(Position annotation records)
+++++
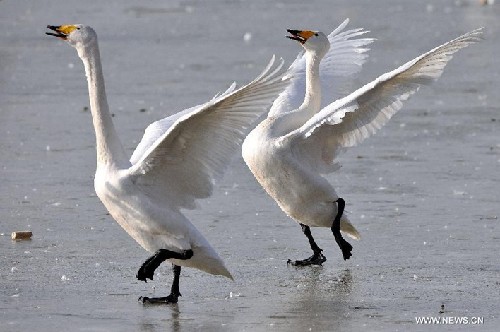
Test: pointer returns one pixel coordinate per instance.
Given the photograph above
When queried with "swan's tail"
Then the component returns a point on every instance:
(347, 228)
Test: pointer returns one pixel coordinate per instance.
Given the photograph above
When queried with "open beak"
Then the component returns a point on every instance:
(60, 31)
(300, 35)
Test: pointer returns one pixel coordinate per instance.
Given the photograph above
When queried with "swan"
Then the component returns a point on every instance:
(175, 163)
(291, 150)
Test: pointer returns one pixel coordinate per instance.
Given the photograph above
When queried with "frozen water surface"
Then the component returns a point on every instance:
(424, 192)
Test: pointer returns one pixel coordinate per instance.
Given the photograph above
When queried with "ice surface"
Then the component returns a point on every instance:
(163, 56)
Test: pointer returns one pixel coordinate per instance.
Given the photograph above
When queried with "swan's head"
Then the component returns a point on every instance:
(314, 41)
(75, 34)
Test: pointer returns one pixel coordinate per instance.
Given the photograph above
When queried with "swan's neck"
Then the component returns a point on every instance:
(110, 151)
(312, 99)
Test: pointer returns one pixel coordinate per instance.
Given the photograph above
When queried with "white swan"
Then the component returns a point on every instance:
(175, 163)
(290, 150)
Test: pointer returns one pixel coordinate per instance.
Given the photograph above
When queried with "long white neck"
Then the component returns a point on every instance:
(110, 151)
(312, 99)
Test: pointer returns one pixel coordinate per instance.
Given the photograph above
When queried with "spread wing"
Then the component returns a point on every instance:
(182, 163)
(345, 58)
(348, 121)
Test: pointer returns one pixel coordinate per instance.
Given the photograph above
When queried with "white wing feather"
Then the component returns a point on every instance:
+++++
◆ **What to work on**
Pictures are to be left out; the records above must be repeated word for word.

◆ **Output for this task**
Test: pointer returns one pixel coordinate per instance.
Given the photograph above
When queried with "swan's tail"
Then the component returns a point on every instance:
(347, 228)
Test: pointer returns one pixel coordinate per instance.
Given the photograph above
When queried with "open beak"
Then the component returns a point on every instance:
(60, 31)
(300, 35)
Test: pointer returns one pixel coordinate per instance.
Given the photograph above
When queried with "swan"
Then the component returns a point on every instance:
(175, 163)
(291, 150)
Test: pointer returns one pixel coordinate per instance.
Given the photograph above
When queried with "frozen water surface"
Then the component returns a point on every instance:
(424, 192)
Test: pointer returns one pixel coordinate per instance.
Given the photograph above
When queried with "ice surface"
Then the component returns a point on every instance:
(163, 56)
Test: pointer returns one pixel coordinate per instance.
Given the photograph above
When queried with "swan's head"
Then the component returns a point on every instance:
(314, 41)
(75, 34)
Test: pointer returns one pixel coordinate per instance.
Given the photograph above
When queried with "swan's neck"
Then the component returns a point on every instance:
(110, 151)
(312, 99)
Test: pointer returns one pixel coordinate per instance.
Given the photograph above
When queried with "white swan"
Then the component returns a point on every instance:
(175, 163)
(290, 150)
Test: pointer returns one pixel coordinate per instance.
Given the photograph above
When queried with "long white neck"
Then the component returns a point on every instance:
(110, 151)
(312, 99)
Test: pointer returns one pixel coordinate per instance.
Given the photograph above
When queried with "spread wing"
Then the component returns a point on every instance:
(182, 163)
(345, 58)
(348, 121)
Test: pointer returns one pixel coordinate per instance.
Given the photograph above
When queried with "white wing feather"
Then the component returns a point on every instance:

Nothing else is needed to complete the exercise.